[Records from a point labeling set]
--- begin ---
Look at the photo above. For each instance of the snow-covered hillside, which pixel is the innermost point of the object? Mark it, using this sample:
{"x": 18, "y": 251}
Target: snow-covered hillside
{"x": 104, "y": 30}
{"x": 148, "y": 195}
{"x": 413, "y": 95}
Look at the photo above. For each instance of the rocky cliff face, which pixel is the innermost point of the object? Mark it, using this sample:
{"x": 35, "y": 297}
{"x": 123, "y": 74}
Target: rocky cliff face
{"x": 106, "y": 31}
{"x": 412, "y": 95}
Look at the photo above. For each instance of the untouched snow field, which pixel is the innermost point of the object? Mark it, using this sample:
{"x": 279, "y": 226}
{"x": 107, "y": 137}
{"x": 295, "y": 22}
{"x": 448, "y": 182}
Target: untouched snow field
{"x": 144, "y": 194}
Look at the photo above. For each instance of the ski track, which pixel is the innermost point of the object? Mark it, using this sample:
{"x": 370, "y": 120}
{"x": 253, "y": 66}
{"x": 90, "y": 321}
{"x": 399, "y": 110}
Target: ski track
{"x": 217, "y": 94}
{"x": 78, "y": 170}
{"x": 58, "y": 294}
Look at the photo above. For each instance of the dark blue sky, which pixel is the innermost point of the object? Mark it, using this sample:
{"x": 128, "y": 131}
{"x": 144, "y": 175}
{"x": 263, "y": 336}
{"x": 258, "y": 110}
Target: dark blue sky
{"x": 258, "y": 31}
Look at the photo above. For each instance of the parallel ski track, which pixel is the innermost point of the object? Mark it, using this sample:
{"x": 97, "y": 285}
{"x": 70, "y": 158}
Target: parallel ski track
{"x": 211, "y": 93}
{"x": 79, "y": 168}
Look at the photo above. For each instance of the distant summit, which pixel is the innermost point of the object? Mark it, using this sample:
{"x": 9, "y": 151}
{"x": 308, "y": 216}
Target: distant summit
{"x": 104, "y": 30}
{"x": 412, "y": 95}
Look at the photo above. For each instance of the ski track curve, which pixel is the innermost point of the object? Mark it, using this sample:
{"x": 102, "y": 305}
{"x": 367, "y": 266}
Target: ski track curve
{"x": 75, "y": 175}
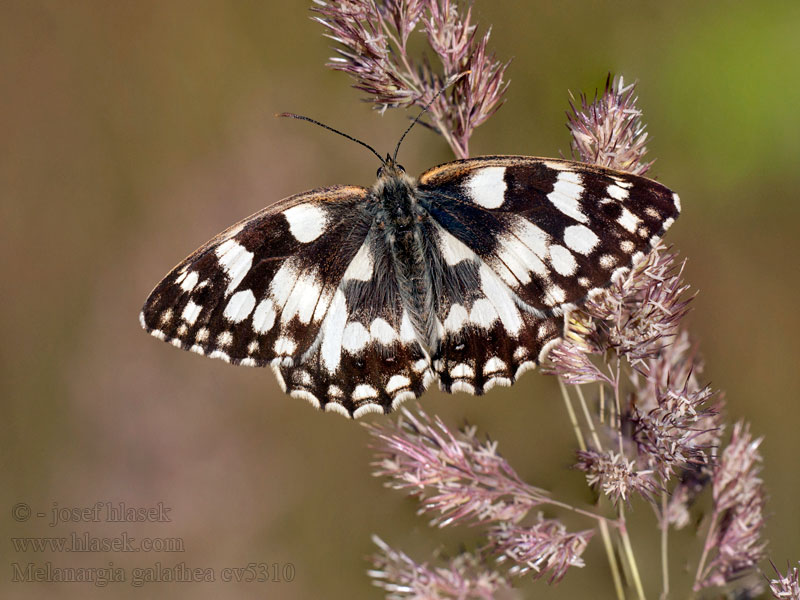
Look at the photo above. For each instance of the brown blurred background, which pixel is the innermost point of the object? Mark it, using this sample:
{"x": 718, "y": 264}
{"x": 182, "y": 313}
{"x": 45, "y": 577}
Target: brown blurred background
{"x": 131, "y": 132}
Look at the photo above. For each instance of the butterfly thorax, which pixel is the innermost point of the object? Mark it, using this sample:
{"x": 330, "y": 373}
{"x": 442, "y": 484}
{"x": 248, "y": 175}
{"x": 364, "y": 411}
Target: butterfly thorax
{"x": 400, "y": 217}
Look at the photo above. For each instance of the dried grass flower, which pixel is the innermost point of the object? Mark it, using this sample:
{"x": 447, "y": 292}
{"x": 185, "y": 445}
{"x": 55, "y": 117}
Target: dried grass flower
{"x": 373, "y": 47}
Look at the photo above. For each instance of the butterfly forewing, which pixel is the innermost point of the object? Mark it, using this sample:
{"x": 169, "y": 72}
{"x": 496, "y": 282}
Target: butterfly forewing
{"x": 537, "y": 236}
{"x": 553, "y": 230}
{"x": 261, "y": 290}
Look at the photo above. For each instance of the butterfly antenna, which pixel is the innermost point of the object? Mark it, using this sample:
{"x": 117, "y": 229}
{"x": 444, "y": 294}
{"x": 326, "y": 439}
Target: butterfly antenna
{"x": 424, "y": 110}
{"x": 349, "y": 137}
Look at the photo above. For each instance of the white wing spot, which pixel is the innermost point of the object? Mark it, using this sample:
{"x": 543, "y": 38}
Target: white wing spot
{"x": 220, "y": 355}
{"x": 306, "y": 222}
{"x": 462, "y": 386}
{"x": 367, "y": 409}
{"x": 617, "y": 192}
{"x": 554, "y": 295}
{"x": 580, "y": 238}
{"x": 487, "y": 187}
{"x": 337, "y": 408}
{"x": 190, "y": 312}
{"x": 280, "y": 288}
{"x": 501, "y": 381}
{"x": 188, "y": 281}
{"x": 566, "y": 195}
{"x": 355, "y": 337}
{"x": 264, "y": 316}
{"x": 235, "y": 261}
{"x": 562, "y": 260}
{"x": 284, "y": 346}
{"x": 224, "y": 339}
{"x": 493, "y": 365}
{"x": 239, "y": 306}
{"x": 364, "y": 392}
{"x": 607, "y": 261}
{"x": 462, "y": 371}
{"x": 420, "y": 366}
{"x": 652, "y": 212}
{"x": 628, "y": 220}
{"x": 457, "y": 316}
{"x": 397, "y": 382}
{"x": 500, "y": 296}
{"x": 402, "y": 397}
{"x": 303, "y": 298}
{"x": 332, "y": 331}
{"x": 303, "y": 377}
{"x": 305, "y": 395}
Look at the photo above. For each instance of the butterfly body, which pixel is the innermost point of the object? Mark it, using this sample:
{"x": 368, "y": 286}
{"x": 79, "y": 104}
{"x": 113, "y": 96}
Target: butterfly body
{"x": 360, "y": 298}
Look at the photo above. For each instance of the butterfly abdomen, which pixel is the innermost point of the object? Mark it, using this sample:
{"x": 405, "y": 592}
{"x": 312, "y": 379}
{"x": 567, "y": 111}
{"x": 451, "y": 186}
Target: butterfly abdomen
{"x": 400, "y": 217}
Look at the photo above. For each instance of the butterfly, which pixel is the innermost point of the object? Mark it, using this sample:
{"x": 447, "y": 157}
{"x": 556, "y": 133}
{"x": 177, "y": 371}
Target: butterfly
{"x": 360, "y": 298}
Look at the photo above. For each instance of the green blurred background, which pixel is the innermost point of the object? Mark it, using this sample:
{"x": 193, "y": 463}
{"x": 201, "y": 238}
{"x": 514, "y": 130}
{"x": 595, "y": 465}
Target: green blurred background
{"x": 132, "y": 131}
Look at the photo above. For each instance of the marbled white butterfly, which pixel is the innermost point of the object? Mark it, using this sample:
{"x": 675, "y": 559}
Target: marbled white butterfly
{"x": 360, "y": 298}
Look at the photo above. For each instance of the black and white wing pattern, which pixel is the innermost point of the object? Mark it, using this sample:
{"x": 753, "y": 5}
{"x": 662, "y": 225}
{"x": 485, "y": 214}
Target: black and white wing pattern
{"x": 360, "y": 298}
{"x": 534, "y": 238}
{"x": 303, "y": 286}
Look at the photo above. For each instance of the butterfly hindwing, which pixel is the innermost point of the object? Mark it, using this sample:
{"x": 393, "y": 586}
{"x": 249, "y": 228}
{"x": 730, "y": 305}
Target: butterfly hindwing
{"x": 260, "y": 290}
{"x": 368, "y": 358}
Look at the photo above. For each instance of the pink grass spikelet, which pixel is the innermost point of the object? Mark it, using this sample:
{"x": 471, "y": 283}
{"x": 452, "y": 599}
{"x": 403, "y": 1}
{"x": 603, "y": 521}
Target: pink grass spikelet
{"x": 609, "y": 131}
{"x": 543, "y": 548}
{"x": 462, "y": 578}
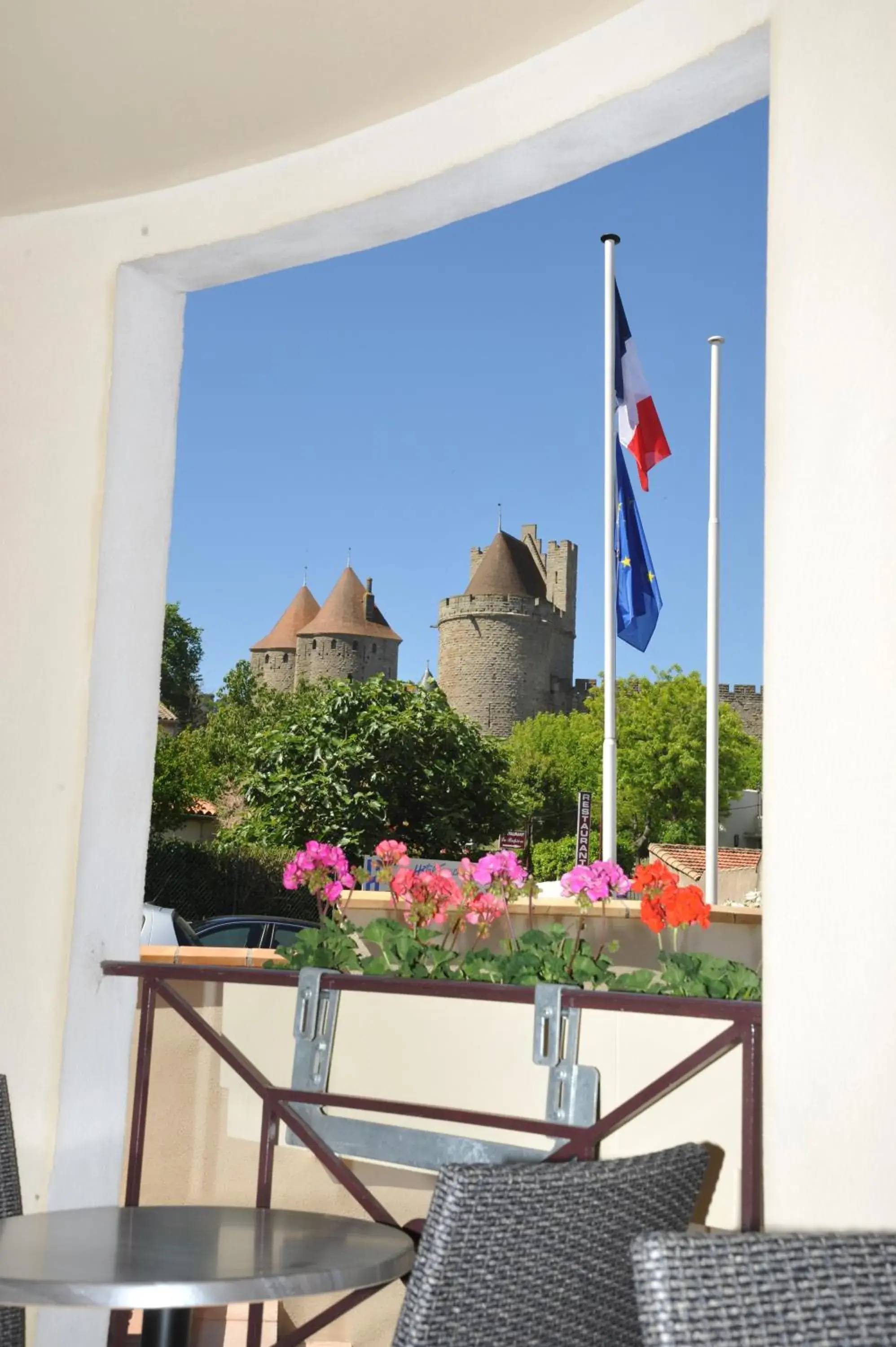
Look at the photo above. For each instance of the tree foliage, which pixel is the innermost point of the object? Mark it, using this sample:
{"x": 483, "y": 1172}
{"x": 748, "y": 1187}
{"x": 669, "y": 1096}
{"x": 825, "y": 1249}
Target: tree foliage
--- end ---
**SET EXERCISE**
Every record must be copied exactly, with images dropped from the result.

**TASK OUTPUT**
Look at the photo above. For each instance of the snow-covered hillside, which pixel is the innermost point of the object? Mark it, using this sample:
{"x": 18, "y": 251}
Target: snow-covered hillside
{"x": 104, "y": 30}
{"x": 148, "y": 195}
{"x": 413, "y": 95}
Look at the photo above. For each instance of the rocky cliff face, which pixel is the innermost point of the object? Mark it, using this sample:
{"x": 35, "y": 297}
{"x": 123, "y": 74}
Target: rocky cliff face
{"x": 106, "y": 31}
{"x": 412, "y": 95}
Look at the photo above. For each instance of the untouched snow field, which pixel is the innermost point of the object? Mark it, using this sample:
{"x": 279, "y": 226}
{"x": 107, "y": 137}
{"x": 295, "y": 22}
{"x": 448, "y": 182}
Target: untouched snow field
{"x": 144, "y": 194}
Look at the photo above. For each instance of the ski track, which pixel is the innermost point of the object? Mark it, using this sample:
{"x": 370, "y": 120}
{"x": 253, "y": 66}
{"x": 90, "y": 321}
{"x": 399, "y": 110}
Target: ski track
{"x": 217, "y": 94}
{"x": 78, "y": 170}
{"x": 58, "y": 294}
Look at the photo above. For each instance of the dark blue sky, which pixel is the innermost point of the object? Mark it, using this sample:
{"x": 128, "y": 131}
{"x": 144, "y": 175}
{"x": 263, "y": 336}
{"x": 258, "y": 110}
Target: dark blue sky
{"x": 258, "y": 31}
Look at the photo above. For each instance of the parallel ski track, which pixel is the innermost point of the object? Mark it, using this sample:
{"x": 97, "y": 285}
{"x": 70, "y": 158}
Target: parallel ski track
{"x": 211, "y": 93}
{"x": 79, "y": 168}
Look at the photo above. For each instance of the distant summit, which pixel is the innermost point of the object? Mark it, using this sample:
{"x": 9, "y": 151}
{"x": 308, "y": 216}
Target: distant summit
{"x": 104, "y": 30}
{"x": 412, "y": 95}
Look at the photo above. For each instance of the ski track curve, which pixel is the innermost point of the object? Mark it, using this sample:
{"x": 102, "y": 305}
{"x": 367, "y": 266}
Target: ski track curve
{"x": 75, "y": 175}
Look at the photo above. For each instance of the brown blurred background, which pixel is the innermost point of the object? Mark it, using this sample:
{"x": 718, "y": 264}
{"x": 182, "y": 313}
{"x": 45, "y": 577}
Target: brown blurred background
{"x": 131, "y": 132}
Look at the photo above. For each instance of the butterfly thorax, which pixel is the innermost point of the object? Mark it, using this sample:
{"x": 330, "y": 373}
{"x": 442, "y": 484}
{"x": 248, "y": 175}
{"x": 364, "y": 411}
Target: butterfly thorax
{"x": 400, "y": 217}
Look at the photo above. For each instance of the dried grass flower, which pixel is the innermost point of the object? Mark it, using this sample:
{"x": 447, "y": 292}
{"x": 185, "y": 445}
{"x": 55, "y": 117}
Target: dried grass flower
{"x": 373, "y": 47}
Look at the photo above. For each instance of the butterfly forewing, which pixel is the innermost point of the object? Mark it, using this sample:
{"x": 169, "y": 72}
{"x": 496, "y": 282}
Target: butterfly forewing
{"x": 537, "y": 236}
{"x": 553, "y": 230}
{"x": 261, "y": 290}
Look at the photo above. For each instance of the butterfly antenna, which pixel is the innermost point of the object? Mark it, using this sample:
{"x": 117, "y": 229}
{"x": 444, "y": 294}
{"x": 326, "y": 439}
Target: butterfly antenna
{"x": 424, "y": 110}
{"x": 349, "y": 137}
Look at the photo above. For each instance of the white wing spot, which pixel is the innermost point of the object? Mark it, using this sample:
{"x": 543, "y": 38}
Target: white wing spot
{"x": 220, "y": 355}
{"x": 306, "y": 222}
{"x": 462, "y": 386}
{"x": 367, "y": 409}
{"x": 617, "y": 192}
{"x": 554, "y": 295}
{"x": 580, "y": 238}
{"x": 487, "y": 187}
{"x": 337, "y": 408}
{"x": 190, "y": 312}
{"x": 280, "y": 288}
{"x": 501, "y": 381}
{"x": 188, "y": 281}
{"x": 566, "y": 195}
{"x": 355, "y": 337}
{"x": 264, "y": 316}
{"x": 235, "y": 261}
{"x": 562, "y": 260}
{"x": 284, "y": 346}
{"x": 224, "y": 339}
{"x": 493, "y": 365}
{"x": 239, "y": 306}
{"x": 364, "y": 392}
{"x": 607, "y": 261}
{"x": 462, "y": 371}
{"x": 420, "y": 366}
{"x": 652, "y": 212}
{"x": 628, "y": 220}
{"x": 457, "y": 316}
{"x": 397, "y": 382}
{"x": 500, "y": 296}
{"x": 402, "y": 397}
{"x": 303, "y": 298}
{"x": 332, "y": 331}
{"x": 303, "y": 377}
{"x": 305, "y": 395}
Look at the photo above. For each instance of the butterfly body, which pixel is the innermost point of the object? Mark it, using this sample:
{"x": 368, "y": 286}
{"x": 79, "y": 104}
{"x": 113, "y": 96}
Target: butterfly body
{"x": 360, "y": 298}
Look at the photo above. For each instance of the butterfly abdomen, which pixel is the innermost point of the object? Mark it, using this sample:
{"x": 405, "y": 592}
{"x": 312, "y": 379}
{"x": 567, "y": 111}
{"x": 451, "y": 186}
Target: butterfly abdomen
{"x": 400, "y": 217}
Look at the photo above. For each instance of the butterfly, which pixel is the innermost point of the object? Mark it, using this sample:
{"x": 447, "y": 157}
{"x": 556, "y": 133}
{"x": 177, "y": 371}
Target: butterfly
{"x": 360, "y": 298}
Look at the photo above. For each instance of the green blurred background, which pixel is the innermost point of the object? Mark it, using this sample:
{"x": 193, "y": 463}
{"x": 201, "y": 238}
{"x": 514, "y": 130}
{"x": 595, "y": 465}
Target: green blurred background
{"x": 132, "y": 131}
Look at the photo above. For each instance of the marbled white butterfly, which pixel is the innermost point of the object? Mark it, using this sample:
{"x": 675, "y": 559}
Target: marbled white butterfly
{"x": 360, "y": 298}
Look at the photo above. For each instance of the black and white wing pattern, which pixel is the innermost point of the object? Mark it, using this sample:
{"x": 753, "y": 5}
{"x": 662, "y": 225}
{"x": 485, "y": 214}
Target: black and white wing pattern
{"x": 360, "y": 298}
{"x": 534, "y": 238}
{"x": 303, "y": 286}
Look at the photo above. For each instance of the butterfly hindwing, which pixel is the innermost point of the object? Mark it, using this sample:
{"x": 393, "y": 586}
{"x": 249, "y": 228}
{"x": 730, "y": 305}
Target: butterfly hindwing
{"x": 260, "y": 290}
{"x": 368, "y": 358}
Look at the photo above. For each instance of the pink grass spikelet, which pixel is the innermost point of the object? Mark it, using this sample:
{"x": 471, "y": 283}
{"x": 452, "y": 599}
{"x": 403, "y": 1}
{"x": 603, "y": 521}
Target: pink grass spikelet
{"x": 609, "y": 131}
{"x": 543, "y": 548}
{"x": 462, "y": 578}
Look at the photo above. For each instance of the tree foliage, which pixel is the innermost point of the object? Mark it, using this sample:
{"x": 483, "y": 1172}
{"x": 748, "y": 1187}
{"x": 669, "y": 1096}
{"x": 825, "y": 1249}
Target: tree foliage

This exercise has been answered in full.